'''
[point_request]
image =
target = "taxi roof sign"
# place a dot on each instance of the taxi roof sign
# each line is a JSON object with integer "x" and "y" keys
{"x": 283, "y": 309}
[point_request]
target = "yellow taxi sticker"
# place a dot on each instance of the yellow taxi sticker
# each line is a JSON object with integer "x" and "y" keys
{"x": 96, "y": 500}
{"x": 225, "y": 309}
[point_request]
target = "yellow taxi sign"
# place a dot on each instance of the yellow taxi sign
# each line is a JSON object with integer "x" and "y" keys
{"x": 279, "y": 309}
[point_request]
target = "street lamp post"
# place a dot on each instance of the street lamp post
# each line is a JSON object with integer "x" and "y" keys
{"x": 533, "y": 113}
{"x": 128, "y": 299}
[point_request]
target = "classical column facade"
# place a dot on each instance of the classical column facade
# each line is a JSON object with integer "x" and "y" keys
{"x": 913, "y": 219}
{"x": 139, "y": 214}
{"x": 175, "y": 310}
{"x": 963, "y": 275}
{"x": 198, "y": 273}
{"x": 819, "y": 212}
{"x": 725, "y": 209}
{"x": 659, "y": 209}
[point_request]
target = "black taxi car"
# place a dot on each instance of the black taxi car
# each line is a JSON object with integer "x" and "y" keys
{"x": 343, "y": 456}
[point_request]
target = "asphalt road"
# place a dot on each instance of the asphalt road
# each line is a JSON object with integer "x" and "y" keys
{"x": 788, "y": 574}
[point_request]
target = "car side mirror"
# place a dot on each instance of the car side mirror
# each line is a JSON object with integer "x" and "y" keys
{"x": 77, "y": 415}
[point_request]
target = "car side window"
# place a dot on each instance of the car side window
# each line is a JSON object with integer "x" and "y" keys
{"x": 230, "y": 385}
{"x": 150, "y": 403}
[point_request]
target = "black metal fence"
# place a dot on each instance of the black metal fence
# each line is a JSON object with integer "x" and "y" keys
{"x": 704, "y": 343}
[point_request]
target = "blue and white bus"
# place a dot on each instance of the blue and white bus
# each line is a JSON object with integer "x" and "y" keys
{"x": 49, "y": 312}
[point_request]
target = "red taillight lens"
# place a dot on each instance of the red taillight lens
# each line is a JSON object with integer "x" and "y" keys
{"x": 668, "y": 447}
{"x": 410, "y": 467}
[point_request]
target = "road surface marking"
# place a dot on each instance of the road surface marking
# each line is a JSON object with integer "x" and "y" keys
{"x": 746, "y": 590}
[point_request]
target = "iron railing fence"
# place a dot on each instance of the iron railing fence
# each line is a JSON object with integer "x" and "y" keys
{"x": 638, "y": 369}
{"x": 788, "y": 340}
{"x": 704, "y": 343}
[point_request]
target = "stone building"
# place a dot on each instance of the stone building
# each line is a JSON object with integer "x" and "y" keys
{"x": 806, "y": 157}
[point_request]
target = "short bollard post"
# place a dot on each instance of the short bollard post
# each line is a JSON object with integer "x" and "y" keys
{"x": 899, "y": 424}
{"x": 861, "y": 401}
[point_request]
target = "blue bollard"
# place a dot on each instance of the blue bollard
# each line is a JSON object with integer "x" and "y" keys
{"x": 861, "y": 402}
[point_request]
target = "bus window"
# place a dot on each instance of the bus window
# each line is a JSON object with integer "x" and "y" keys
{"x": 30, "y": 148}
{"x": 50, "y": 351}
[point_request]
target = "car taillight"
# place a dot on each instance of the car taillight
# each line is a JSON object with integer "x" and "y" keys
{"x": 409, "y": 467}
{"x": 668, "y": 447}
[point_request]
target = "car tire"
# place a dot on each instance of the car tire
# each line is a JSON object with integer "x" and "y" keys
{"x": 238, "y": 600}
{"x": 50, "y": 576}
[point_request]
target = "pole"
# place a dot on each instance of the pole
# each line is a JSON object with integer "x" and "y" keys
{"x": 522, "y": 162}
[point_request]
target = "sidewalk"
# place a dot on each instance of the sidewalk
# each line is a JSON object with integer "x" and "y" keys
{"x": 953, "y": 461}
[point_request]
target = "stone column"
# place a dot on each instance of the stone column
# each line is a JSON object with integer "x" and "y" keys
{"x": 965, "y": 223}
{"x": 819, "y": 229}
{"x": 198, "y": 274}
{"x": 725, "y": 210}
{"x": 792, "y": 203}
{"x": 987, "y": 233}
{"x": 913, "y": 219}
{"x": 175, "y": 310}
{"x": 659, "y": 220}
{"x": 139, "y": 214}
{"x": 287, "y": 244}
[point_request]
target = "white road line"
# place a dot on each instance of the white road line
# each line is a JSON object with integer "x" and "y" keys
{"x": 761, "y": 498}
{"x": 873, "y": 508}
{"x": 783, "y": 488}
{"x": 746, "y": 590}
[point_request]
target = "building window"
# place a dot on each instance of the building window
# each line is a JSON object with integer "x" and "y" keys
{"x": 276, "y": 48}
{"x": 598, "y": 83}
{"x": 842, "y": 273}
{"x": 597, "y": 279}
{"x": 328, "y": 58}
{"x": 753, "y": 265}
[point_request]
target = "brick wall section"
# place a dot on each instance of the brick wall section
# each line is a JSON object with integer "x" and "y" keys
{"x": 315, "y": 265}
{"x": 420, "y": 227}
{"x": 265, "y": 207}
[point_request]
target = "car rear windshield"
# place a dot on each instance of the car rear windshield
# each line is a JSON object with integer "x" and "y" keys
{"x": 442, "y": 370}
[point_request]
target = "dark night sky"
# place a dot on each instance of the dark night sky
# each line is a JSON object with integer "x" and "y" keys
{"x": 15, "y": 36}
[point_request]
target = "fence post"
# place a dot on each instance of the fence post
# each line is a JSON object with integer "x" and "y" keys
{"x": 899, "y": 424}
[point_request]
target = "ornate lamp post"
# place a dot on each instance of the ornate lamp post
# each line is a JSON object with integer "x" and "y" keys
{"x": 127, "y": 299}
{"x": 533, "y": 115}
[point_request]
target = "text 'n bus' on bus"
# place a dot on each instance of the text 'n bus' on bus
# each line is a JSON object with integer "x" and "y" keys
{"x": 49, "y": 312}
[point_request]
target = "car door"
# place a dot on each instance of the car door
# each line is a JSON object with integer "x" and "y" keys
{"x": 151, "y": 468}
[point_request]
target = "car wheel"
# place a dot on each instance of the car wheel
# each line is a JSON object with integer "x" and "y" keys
'''
*To be done*. Give back the whole listing exactly as it reads.

*Exercise result*.
[point_request]
image =
target = "taxi roof sign"
# place a dot on each instance of the taxi roof sign
# each line is a JSON object with integer "x" and "y" keys
{"x": 283, "y": 309}
[point_request]
target = "yellow taxi sticker"
# place a dot on each instance of the yellow taxi sticker
# each line is a JSON object with integer "x" and "y" keys
{"x": 96, "y": 500}
{"x": 225, "y": 309}
[point_request]
target = "yellow taxi sign"
# place a dot on each instance of the yellow taxi sign
# each line is a JSON object with integer "x" and "y" keys
{"x": 279, "y": 309}
[point_request]
target = "street lamp post"
# place a dot on each instance of the street lamp post
# each line is a JSON object with integer "x" and "y" keys
{"x": 533, "y": 113}
{"x": 128, "y": 299}
[point_request]
target = "classical column facade"
# place a dot on each instance of the classical column facade
# each line is a JSON object with integer "x" and "y" keys
{"x": 913, "y": 219}
{"x": 139, "y": 214}
{"x": 175, "y": 310}
{"x": 963, "y": 275}
{"x": 198, "y": 273}
{"x": 819, "y": 212}
{"x": 725, "y": 209}
{"x": 659, "y": 209}
[point_request]
target = "black taxi car"
# place a dot on each instance of the black taxi car
# each line is a JSON object with integer "x" and "y" keys
{"x": 343, "y": 456}
[point_request]
target = "asphalt road"
# place a dot on each instance of the asphalt road
# each line is a JSON object with integer "x" and "y" keys
{"x": 788, "y": 574}
[point_request]
target = "car side mirror"
# place a dot on each instance of the car side mirror
# each line is a JSON object with integer "x" and "y" keys
{"x": 77, "y": 415}
[point_request]
target = "car side window"
# place a dot on each instance of the car side window
# each line is a JSON object with integer "x" and "y" keys
{"x": 230, "y": 385}
{"x": 150, "y": 403}
[point_request]
target = "black metal fence"
# place a dot on each instance of the black metal fence
# each line is a JSON object with integer "x" and "y" keys
{"x": 704, "y": 343}
[point_request]
target = "blue and white bus"
# place a dot on each instance of the blue and white bus
# each line is a JSON object with integer "x" and "y" keys
{"x": 49, "y": 312}
[point_request]
target = "red taillight lens"
# place a dot on each instance of the red taillight lens
# each line is a JSON object with integer "x" and "y" keys
{"x": 668, "y": 447}
{"x": 410, "y": 467}
[point_request]
target = "road surface marking"
# place a dot on each instance of the road surface marking
# each line is a JSON object with integer "x" and "y" keys
{"x": 746, "y": 590}
[point_request]
target = "iron railing fence"
# place a dot on each instance of the iron railing fence
# each line is a JSON object with integer "x" and "y" keys
{"x": 638, "y": 369}
{"x": 788, "y": 340}
{"x": 704, "y": 343}
[point_request]
target = "stone building"
# place a dot on each instance of the stone building
# each line is a JSON object with integer "x" and "y" keys
{"x": 806, "y": 157}
[point_request]
target = "short bollard post"
# place a dot on each instance of the short bollard post
# each line is a JSON object with integer "x" and "y" keys
{"x": 899, "y": 424}
{"x": 861, "y": 401}
[point_request]
target = "blue bollard"
# place a dot on each instance of the blue bollard
# each line is a JSON object with integer "x" and "y" keys
{"x": 861, "y": 402}
[point_request]
target = "bus window"
# place a dot on each instance of the bus window
# each line is a JSON object with integer "x" and "y" keys
{"x": 30, "y": 148}
{"x": 50, "y": 351}
[point_request]
target = "car taillight"
# place a dot on each instance of the car taillight
# each line is a JSON object with integer "x" and "y" keys
{"x": 409, "y": 467}
{"x": 668, "y": 447}
[point_request]
target = "car tire"
# place a dot on each instance of the car tire
# each line is a JSON object with integer "x" and "y" keys
{"x": 238, "y": 600}
{"x": 50, "y": 576}
[point_request]
target = "pole"
# place a dot on each instance of the pole
# each line is a JSON object with integer "x" and "y" keys
{"x": 522, "y": 162}
[point_request]
target = "sidewalk"
# place a dot on each instance of the sidewalk
# each line is a JSON object with integer "x" and "y" keys
{"x": 953, "y": 461}
[point_request]
target = "stone column"
# place a dot on each instance of the stone column
# each line is a JSON object with integer "x" and "y" keys
{"x": 965, "y": 223}
{"x": 819, "y": 229}
{"x": 198, "y": 274}
{"x": 725, "y": 210}
{"x": 792, "y": 203}
{"x": 987, "y": 233}
{"x": 913, "y": 219}
{"x": 175, "y": 310}
{"x": 659, "y": 220}
{"x": 139, "y": 214}
{"x": 287, "y": 244}
[point_request]
target = "white road line"
# place a dot on each instance of the white road line
# each line is a JSON object with integer "x" and "y" keys
{"x": 761, "y": 498}
{"x": 873, "y": 508}
{"x": 783, "y": 488}
{"x": 746, "y": 590}
[point_request]
target = "building window"
# place a dot on each instance of the building window
# each line is a JSON object with integer "x" and "y" keys
{"x": 276, "y": 48}
{"x": 598, "y": 83}
{"x": 842, "y": 273}
{"x": 597, "y": 279}
{"x": 328, "y": 58}
{"x": 753, "y": 265}
[point_request]
target = "brick wall section"
# place a dot on each instance of the brick wall section
# each line is a JSON object with integer "x" and "y" keys
{"x": 315, "y": 265}
{"x": 420, "y": 227}
{"x": 265, "y": 207}
[point_request]
target = "car rear windshield"
# place a dot on each instance of the car rear windshield
# each line is a JSON object with integer "x" and "y" keys
{"x": 442, "y": 370}
[point_request]
target = "dark night sky"
# place a dot on each instance of the dark night sky
# each line is a JSON object with integer "x" and "y" keys
{"x": 15, "y": 36}
[point_request]
target = "fence post"
# place a dot on each instance of the fence post
# each line is a JSON object with integer "x" and "y" keys
{"x": 899, "y": 424}
[point_request]
target = "ornate lamp post"
# place a dot on each instance of the ornate lamp post
# each line is a JSON object with integer "x" and "y" keys
{"x": 127, "y": 299}
{"x": 533, "y": 115}
[point_request]
target = "text 'n bus' on bus"
# place a dot on each instance of the text 'n bus' on bus
# each line is a JSON object with integer "x" and "y" keys
{"x": 49, "y": 312}
[point_request]
target = "car door"
# place a dot on each instance of the car door
# each line is a JSON object with integer "x" and "y" keys
{"x": 151, "y": 468}
[point_request]
target = "car wheel"
# place a dot on each instance of the car wheel
# each line is a JSON object with integer "x" and "y" keys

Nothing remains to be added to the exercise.